[Collection entries]
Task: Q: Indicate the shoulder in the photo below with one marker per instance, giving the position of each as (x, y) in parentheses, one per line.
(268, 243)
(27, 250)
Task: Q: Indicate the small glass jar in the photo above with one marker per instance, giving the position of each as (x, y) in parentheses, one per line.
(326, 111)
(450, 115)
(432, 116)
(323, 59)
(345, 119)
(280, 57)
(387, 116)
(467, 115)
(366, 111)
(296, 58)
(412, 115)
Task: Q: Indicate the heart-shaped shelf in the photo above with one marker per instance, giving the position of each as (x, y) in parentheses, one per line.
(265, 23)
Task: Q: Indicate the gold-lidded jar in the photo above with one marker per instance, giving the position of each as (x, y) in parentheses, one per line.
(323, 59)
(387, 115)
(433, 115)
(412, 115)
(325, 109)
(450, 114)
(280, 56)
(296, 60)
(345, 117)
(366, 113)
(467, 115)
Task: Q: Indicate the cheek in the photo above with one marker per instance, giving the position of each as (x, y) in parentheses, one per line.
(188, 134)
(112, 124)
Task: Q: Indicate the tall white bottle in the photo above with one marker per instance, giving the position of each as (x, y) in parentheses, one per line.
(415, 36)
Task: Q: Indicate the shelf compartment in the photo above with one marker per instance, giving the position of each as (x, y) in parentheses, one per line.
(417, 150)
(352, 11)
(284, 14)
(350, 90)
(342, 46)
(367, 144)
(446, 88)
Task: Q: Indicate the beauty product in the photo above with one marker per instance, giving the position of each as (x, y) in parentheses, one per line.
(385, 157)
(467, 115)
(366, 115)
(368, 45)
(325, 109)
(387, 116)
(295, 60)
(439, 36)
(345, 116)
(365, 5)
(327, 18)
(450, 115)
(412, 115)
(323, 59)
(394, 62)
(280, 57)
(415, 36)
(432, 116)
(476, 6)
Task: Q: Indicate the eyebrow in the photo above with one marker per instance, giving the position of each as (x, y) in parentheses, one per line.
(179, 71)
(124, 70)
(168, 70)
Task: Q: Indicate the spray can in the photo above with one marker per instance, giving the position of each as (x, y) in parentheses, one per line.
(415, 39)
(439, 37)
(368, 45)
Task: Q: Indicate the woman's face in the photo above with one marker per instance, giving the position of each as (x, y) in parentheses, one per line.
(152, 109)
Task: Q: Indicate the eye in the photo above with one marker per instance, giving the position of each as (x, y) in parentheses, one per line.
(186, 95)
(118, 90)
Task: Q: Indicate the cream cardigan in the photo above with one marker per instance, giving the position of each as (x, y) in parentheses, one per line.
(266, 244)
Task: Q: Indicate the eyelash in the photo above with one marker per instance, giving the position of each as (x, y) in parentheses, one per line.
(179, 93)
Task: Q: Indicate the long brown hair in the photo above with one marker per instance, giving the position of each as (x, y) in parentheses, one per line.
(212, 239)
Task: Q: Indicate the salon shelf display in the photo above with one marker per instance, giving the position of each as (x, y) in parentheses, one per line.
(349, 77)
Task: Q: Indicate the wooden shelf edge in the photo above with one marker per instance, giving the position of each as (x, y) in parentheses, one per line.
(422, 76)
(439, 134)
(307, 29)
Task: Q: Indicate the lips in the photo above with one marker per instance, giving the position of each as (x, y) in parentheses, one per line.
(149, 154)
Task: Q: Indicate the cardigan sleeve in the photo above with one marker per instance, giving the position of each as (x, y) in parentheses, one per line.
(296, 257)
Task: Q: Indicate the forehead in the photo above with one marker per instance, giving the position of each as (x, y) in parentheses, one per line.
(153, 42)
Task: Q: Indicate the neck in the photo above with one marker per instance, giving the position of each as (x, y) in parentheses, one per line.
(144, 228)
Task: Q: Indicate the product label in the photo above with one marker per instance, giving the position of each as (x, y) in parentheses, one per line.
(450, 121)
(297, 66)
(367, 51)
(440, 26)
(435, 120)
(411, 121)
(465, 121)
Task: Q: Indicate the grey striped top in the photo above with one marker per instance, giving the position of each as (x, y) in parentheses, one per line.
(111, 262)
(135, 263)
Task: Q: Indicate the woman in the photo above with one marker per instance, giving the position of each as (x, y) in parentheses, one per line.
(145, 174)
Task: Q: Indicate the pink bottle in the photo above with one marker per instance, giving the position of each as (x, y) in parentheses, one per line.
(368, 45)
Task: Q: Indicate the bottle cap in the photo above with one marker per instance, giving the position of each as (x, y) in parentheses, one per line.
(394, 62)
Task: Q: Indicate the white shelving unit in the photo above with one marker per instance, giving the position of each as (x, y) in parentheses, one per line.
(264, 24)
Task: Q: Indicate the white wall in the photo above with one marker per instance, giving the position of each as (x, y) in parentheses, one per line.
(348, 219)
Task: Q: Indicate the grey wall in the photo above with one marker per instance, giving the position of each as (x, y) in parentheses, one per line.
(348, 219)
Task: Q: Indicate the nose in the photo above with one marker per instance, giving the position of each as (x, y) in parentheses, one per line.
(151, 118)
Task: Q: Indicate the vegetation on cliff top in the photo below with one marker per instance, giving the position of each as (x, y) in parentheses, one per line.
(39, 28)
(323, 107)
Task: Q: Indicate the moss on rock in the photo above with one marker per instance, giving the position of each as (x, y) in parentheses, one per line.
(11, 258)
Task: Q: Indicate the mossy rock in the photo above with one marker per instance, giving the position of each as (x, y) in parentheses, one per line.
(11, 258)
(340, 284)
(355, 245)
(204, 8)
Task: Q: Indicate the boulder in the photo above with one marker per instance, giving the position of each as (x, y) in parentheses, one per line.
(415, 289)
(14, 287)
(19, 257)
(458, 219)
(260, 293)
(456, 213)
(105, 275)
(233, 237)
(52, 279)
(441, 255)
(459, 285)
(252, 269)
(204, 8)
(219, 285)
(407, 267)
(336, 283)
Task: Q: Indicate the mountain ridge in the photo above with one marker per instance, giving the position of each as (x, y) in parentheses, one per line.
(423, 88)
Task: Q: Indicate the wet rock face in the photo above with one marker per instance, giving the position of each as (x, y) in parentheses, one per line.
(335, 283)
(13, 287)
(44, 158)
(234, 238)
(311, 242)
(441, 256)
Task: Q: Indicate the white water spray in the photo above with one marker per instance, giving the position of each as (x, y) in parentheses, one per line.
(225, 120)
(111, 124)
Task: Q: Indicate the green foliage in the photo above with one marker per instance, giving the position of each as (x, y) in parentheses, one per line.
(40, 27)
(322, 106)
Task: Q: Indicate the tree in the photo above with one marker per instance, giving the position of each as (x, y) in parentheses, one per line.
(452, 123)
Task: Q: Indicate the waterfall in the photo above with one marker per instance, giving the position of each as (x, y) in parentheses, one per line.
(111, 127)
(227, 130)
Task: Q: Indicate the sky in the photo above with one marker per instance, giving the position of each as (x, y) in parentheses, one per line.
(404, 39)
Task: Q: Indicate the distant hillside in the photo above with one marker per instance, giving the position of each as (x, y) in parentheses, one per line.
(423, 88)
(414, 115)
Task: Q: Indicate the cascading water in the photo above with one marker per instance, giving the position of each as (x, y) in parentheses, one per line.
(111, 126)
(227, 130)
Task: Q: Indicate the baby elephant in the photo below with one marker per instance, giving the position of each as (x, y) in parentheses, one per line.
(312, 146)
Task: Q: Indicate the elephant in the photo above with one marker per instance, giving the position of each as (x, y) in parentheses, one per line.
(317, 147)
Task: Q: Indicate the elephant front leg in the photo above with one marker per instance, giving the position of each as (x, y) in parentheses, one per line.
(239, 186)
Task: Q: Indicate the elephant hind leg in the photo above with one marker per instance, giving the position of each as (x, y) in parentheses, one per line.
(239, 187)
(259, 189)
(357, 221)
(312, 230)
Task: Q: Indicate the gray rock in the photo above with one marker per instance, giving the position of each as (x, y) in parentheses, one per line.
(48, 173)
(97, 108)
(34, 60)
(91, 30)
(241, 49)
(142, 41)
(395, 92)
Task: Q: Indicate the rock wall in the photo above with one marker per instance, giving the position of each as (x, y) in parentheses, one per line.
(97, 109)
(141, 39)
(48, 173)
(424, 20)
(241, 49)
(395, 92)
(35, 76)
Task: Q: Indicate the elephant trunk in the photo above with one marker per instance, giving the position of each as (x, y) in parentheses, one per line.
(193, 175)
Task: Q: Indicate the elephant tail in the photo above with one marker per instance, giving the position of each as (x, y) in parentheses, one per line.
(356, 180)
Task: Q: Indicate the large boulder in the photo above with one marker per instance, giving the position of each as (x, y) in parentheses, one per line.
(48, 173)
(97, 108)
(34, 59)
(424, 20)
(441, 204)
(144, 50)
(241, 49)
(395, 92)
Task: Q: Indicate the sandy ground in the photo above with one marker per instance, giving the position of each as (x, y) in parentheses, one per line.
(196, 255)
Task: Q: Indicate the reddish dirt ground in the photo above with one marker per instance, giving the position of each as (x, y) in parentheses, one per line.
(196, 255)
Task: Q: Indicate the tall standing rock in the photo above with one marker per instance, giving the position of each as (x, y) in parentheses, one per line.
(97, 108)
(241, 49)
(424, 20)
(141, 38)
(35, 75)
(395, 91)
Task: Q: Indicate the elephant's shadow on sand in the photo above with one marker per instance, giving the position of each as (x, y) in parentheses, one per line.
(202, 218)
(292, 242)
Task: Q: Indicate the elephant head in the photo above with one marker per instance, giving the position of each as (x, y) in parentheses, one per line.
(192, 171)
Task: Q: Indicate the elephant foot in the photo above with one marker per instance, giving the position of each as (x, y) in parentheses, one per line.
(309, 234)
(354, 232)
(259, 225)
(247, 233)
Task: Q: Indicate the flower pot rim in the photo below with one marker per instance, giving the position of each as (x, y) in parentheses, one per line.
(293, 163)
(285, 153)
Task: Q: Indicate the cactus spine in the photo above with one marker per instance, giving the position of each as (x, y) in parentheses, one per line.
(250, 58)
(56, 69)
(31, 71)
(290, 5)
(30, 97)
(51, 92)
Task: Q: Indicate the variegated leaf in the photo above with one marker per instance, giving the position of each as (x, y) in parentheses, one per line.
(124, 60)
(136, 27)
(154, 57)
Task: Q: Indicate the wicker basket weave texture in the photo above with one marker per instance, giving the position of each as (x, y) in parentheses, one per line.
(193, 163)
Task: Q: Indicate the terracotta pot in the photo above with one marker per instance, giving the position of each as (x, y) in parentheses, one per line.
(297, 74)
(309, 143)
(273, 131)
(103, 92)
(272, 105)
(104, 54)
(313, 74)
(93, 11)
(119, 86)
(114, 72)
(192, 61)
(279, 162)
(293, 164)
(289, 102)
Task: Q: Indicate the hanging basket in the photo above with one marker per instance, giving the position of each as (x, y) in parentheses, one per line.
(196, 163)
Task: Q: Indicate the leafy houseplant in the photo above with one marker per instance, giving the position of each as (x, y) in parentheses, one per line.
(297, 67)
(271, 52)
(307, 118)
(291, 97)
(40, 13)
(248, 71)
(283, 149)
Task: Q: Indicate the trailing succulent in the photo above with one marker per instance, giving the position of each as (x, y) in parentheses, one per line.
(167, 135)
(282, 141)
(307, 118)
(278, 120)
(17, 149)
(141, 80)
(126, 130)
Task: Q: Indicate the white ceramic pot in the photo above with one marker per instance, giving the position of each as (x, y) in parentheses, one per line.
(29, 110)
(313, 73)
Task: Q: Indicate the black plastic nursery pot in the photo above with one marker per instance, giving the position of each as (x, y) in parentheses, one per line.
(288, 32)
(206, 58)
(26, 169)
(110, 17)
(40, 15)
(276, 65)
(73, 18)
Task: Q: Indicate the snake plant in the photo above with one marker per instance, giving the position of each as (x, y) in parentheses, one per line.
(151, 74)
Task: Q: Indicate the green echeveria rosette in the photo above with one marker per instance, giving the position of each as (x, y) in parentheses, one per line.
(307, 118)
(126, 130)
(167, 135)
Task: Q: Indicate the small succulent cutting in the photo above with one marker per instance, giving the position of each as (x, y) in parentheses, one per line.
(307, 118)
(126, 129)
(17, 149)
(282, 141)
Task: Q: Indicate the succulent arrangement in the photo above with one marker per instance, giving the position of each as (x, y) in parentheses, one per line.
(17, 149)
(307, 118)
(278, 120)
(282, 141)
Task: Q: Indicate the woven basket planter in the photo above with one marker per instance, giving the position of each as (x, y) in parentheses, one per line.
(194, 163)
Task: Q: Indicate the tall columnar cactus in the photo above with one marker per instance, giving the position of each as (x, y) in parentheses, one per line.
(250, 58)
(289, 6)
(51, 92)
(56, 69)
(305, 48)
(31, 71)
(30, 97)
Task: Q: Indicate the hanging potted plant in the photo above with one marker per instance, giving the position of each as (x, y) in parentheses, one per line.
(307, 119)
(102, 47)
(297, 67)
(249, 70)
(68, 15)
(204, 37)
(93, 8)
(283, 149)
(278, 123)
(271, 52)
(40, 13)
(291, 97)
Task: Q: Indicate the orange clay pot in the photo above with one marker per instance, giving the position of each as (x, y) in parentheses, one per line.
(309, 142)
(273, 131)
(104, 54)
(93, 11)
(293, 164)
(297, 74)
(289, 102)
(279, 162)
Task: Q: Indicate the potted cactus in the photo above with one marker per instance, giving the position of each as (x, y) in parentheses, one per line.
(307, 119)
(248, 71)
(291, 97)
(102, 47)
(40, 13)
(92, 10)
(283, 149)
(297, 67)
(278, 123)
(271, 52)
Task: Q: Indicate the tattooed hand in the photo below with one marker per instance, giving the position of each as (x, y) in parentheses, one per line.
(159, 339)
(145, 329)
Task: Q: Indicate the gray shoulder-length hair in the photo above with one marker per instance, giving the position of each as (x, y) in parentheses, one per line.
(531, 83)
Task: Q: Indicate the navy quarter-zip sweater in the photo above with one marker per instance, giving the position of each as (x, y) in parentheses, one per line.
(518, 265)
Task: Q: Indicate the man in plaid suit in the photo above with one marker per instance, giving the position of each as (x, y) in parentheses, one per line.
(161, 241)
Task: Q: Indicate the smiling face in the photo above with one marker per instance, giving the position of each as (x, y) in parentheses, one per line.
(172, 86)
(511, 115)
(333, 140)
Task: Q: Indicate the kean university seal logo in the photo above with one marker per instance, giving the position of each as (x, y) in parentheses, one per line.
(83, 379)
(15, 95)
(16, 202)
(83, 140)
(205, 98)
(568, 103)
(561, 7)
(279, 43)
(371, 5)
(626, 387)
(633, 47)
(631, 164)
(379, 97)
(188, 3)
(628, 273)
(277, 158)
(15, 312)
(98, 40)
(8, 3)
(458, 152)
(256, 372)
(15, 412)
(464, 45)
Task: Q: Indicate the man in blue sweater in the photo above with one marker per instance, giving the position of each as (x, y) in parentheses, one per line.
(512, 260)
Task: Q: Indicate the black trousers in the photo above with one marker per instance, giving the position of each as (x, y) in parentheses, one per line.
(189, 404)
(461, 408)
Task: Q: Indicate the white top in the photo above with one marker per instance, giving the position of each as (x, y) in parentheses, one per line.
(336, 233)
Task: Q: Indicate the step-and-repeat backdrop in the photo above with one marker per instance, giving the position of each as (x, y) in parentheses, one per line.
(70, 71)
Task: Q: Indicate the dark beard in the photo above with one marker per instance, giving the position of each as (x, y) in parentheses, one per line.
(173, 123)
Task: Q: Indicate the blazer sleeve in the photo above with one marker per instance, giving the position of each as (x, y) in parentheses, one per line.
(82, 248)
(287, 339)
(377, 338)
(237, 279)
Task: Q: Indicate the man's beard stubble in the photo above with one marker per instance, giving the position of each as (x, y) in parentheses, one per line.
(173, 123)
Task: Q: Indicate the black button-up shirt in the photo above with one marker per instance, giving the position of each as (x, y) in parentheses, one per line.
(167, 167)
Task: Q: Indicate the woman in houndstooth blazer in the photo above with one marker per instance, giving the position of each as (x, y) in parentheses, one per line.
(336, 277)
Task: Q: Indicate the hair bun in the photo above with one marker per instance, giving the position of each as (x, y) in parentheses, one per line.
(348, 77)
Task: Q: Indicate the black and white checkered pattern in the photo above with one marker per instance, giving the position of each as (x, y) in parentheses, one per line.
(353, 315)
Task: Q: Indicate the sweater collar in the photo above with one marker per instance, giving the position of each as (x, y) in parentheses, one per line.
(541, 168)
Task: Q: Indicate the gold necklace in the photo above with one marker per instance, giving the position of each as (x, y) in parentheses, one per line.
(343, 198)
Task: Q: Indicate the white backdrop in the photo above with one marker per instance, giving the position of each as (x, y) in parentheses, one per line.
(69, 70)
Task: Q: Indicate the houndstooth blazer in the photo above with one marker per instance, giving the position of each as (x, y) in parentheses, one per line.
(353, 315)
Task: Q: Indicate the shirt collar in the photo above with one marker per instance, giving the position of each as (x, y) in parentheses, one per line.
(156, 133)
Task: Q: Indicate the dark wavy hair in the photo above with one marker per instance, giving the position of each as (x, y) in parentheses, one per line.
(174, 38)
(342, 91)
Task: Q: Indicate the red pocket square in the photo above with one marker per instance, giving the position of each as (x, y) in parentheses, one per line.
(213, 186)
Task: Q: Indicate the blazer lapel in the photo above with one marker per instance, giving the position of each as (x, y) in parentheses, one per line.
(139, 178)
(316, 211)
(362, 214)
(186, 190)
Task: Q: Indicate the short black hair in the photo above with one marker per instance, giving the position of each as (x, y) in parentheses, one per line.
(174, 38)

> [INSTRUCTION]: Repeat exactly the lines from the line containing "Task: Q: Indicate the dark wavy" through the end of the listing above; both boundary lines are part of the output.

> [EXPECTED OUTPUT]:
Task: Q: Indicate the dark wavy hair in the photo above with one marker per instance, giving the position of each as (x, y) in parentheses, one per line.
(174, 38)
(342, 91)
Task: Q: Indicate the red pocket square in the photo above with one marker per instance, giving the position of each as (x, y) in parentheses, one per line.
(213, 186)
Task: Q: Indicate the blazer lapel in the photo above with one marker per instance, giving the position of each as (x, y) in parentheses, one per line.
(139, 178)
(316, 211)
(362, 214)
(186, 190)
Task: Q: Indicate the short black hair in the photo above with one marker per instance, giving the position of each as (x, y) in parentheses, one per line.
(174, 38)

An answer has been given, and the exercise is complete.